▸ OBJECTIVES
a. From the social footprint post below, list every name of a person, a website or service, or an article that appears in it.
b. Answer these from the social footprint post below:
(i) What does the writer compare Twitter to?
(ii) Besides "social footprint," what word names what Josh's points help increase?
(iii) How much employee time each week does the writer say can make a big difference in exposure?

▸ SUPPLIED TEXT
====
Twitter is a cocktail party. When I scroll down on Twitter, I am always annoyed by those that just say, “Buy mine!  Buy Mine!”  They offer nothing that can inform me and help me.  Why would I buy anything from them?

Others post words of wisdom (or at least they think they are), like “Is forever longer than always?–Dolly Parton.” How pathetic.

So, I welcomed the article How to Spread Your Business Social Footprint Around the Web by Josh Catone.  Josh, who obviously has a social networking background graces us with a few good points on how to increase your social footprint, or profile.

  1. Be Everywhere:  Josh points out a good fact, but as business people, we only have so much time to spend hitting many of the social networks.  I would suggest that a business person choose where they have the most impact and traffic.  Then, you can use your employees, in a limited way, to social bookmark your site in various other networks.  One hour per employee a week can make a big difference in your exposure.
====
▸ LISTED RECORDS
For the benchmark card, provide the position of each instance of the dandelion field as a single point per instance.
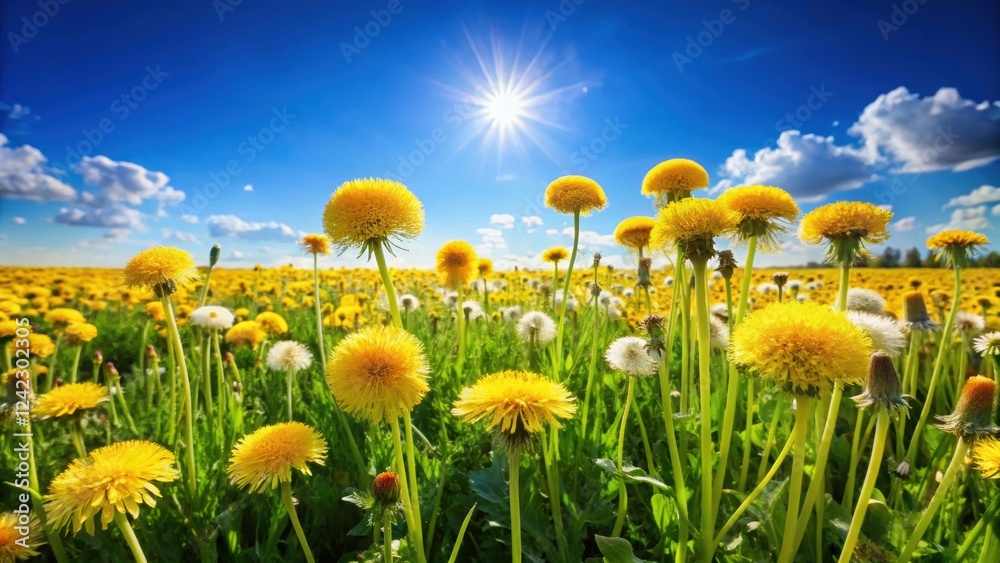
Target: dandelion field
====
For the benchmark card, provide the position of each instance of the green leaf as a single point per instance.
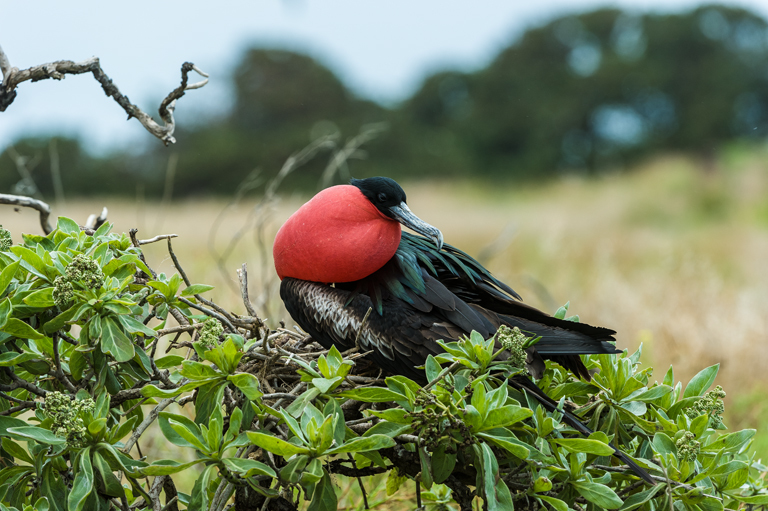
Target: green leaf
====
▸ ANSWERS TO EACH TASK
a.
Twitter
Dolly Parton
Josh Catone
How to Spread Your Business Social Footprint Around the Web

b.
(i) A cocktail party.
(ii) Profile.
(iii) One hour per employee a week.